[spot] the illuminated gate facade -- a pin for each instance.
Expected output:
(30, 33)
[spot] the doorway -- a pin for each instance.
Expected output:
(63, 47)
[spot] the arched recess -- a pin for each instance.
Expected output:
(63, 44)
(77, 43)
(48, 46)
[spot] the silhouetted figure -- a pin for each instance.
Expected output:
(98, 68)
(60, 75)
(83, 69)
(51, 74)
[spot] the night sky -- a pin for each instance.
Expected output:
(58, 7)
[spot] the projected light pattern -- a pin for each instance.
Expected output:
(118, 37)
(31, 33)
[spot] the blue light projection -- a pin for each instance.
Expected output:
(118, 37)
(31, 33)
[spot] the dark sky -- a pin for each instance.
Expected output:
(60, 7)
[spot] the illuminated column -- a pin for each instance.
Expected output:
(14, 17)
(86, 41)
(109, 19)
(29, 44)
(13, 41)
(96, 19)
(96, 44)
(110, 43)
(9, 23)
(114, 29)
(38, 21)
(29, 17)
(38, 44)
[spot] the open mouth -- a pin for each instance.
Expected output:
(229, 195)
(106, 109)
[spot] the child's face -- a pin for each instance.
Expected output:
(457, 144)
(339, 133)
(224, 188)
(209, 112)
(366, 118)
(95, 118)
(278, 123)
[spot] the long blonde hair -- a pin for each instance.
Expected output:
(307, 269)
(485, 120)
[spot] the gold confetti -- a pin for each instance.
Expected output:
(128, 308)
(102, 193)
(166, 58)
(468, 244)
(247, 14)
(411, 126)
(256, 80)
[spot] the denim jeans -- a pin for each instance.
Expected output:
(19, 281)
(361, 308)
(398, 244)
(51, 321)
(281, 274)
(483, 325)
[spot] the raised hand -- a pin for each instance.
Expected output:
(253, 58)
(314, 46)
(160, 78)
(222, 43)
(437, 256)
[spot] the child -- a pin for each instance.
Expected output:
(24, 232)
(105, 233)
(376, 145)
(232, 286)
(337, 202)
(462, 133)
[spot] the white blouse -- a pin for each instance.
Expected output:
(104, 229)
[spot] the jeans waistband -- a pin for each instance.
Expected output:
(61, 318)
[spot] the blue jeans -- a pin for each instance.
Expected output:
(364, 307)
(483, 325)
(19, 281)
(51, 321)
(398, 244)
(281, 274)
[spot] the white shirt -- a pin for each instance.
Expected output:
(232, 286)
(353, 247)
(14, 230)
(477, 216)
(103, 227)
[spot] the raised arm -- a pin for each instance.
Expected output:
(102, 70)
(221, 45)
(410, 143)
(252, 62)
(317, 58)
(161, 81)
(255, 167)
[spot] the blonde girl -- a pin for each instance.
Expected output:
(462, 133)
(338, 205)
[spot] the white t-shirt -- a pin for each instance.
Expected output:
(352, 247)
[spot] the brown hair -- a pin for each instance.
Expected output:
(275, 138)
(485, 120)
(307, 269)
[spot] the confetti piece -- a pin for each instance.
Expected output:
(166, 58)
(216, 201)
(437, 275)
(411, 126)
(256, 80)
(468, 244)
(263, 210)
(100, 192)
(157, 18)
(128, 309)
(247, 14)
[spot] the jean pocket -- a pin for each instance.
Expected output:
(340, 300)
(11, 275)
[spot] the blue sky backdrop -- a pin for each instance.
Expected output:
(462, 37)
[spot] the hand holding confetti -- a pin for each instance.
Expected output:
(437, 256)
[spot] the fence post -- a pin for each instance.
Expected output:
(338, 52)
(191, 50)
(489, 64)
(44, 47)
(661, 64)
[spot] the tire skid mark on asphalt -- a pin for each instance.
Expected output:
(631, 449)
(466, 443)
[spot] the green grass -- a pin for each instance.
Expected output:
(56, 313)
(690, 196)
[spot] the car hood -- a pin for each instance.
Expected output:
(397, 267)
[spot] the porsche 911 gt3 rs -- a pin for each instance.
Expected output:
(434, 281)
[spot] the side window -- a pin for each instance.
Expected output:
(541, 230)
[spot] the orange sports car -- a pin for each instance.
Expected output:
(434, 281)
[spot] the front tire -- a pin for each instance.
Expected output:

---

Copy every one of the records above word for word, keeping each line as it stands.

Correct result
[spot] the illuminated gate facade -- a pin for each instance.
Expected output:
(30, 33)
[spot] the doorway -- a pin for each instance.
Expected output:
(63, 47)
[spot] the arched recess -- a pin for each instance.
Expected output:
(63, 44)
(77, 43)
(48, 46)
[spot] the silhouetted figure -- a pin for each instance.
Expected output:
(98, 68)
(60, 75)
(83, 69)
(51, 74)
[spot] the night sky -- a pin for each instance.
Expected output:
(58, 7)
[spot] the projected light pattern -- a pin for each instance.
Expected output:
(118, 37)
(31, 33)
[spot] the blue light projection -- a pin for each instance.
Expected output:
(118, 37)
(31, 33)
[spot] the dark sky -- a pin for each instance.
Expected output:
(60, 7)
[spot] the illuminated column -- a pin for each instance.
Expected output:
(14, 17)
(86, 41)
(109, 19)
(29, 44)
(13, 41)
(96, 19)
(96, 44)
(110, 43)
(9, 23)
(114, 29)
(38, 21)
(29, 17)
(38, 44)
[spot] the open mouth -- a pin for each instance.
Expected output:
(229, 195)
(106, 109)
[spot] the child's face -- a pin for each instance.
Expected output:
(457, 144)
(339, 133)
(224, 188)
(209, 112)
(366, 118)
(95, 118)
(278, 123)
[spot] the long blonde hair -- a pin for each instance.
Expected output:
(307, 269)
(485, 120)
[spot] the gold confetti -- a pin for each instance.
Expected output:
(128, 308)
(102, 193)
(166, 58)
(468, 244)
(247, 14)
(411, 126)
(256, 80)
[spot] the denim jeans -- a pin for each instance.
Expected output:
(19, 281)
(361, 308)
(398, 244)
(51, 321)
(281, 274)
(483, 325)
[spot] the raised hand -- a pin for each instance.
Expected output:
(253, 58)
(314, 46)
(160, 78)
(222, 43)
(437, 256)
[spot] the child -- a pin for each instance.
Expected output:
(24, 232)
(105, 233)
(376, 145)
(232, 286)
(337, 202)
(462, 133)
[spot] the white blouse -- a pin for each instance.
Expected output:
(104, 229)
[spot] the jeans waistband -- a pin for each instance.
Expected output:
(61, 318)
[spot] the blue jeans -- a pin for each instance.
Expected output:
(364, 307)
(483, 325)
(19, 281)
(51, 321)
(398, 244)
(281, 274)
[spot] the white shirt -- a pin for each instance.
Expected output:
(232, 286)
(353, 247)
(14, 230)
(477, 216)
(103, 227)
[spot] the raised arm -- a pin for each instance.
Expected output:
(102, 70)
(221, 45)
(410, 143)
(252, 62)
(317, 58)
(161, 81)
(255, 167)
[spot] the blonde girl -- a pin for each instance.
Expected output:
(462, 133)
(338, 205)
[spot] the white t-shirt -- a pin for each instance.
Expected output:
(352, 247)
[spot] the brown hair -- a pin for each instance.
Expected output:
(275, 138)
(485, 120)
(307, 269)
[spot] the confetti piece -- a pin for each instance.
Expected output:
(166, 58)
(216, 201)
(437, 275)
(411, 126)
(256, 80)
(468, 244)
(263, 210)
(100, 192)
(157, 18)
(128, 309)
(247, 14)
[spot] the jean pocket -- a pin for each instance.
Expected output:
(340, 300)
(11, 275)
[spot] the blue sky backdrop -- a pin for each instance.
Expected output:
(462, 37)
[spot] the hand holding confetti -- a pin for each instance.
Expected output:
(437, 256)
[spot] the fence post -- a pin for each instance.
Expected output:
(338, 52)
(191, 50)
(489, 64)
(44, 47)
(661, 64)
[spot] the tire skid mark on asphalt -- a pin for each instance.
Expected output:
(631, 449)
(466, 443)
[spot] the green grass -- a pin for each instance.
Expected output:
(56, 313)
(690, 196)
[spot] the car hood -- a pin for each instance.
Expected output:
(397, 267)
[spot] the porsche 911 gt3 rs -- a pin for each instance.
Expected output:
(434, 281)
[spot] the side window -- a pin for each instance.
Expected output:
(541, 230)
[spot] the orange sports car -- a pin for each instance.
Expected output:
(434, 281)
[spot] the front tire -- a pin for each instance.
Expected output:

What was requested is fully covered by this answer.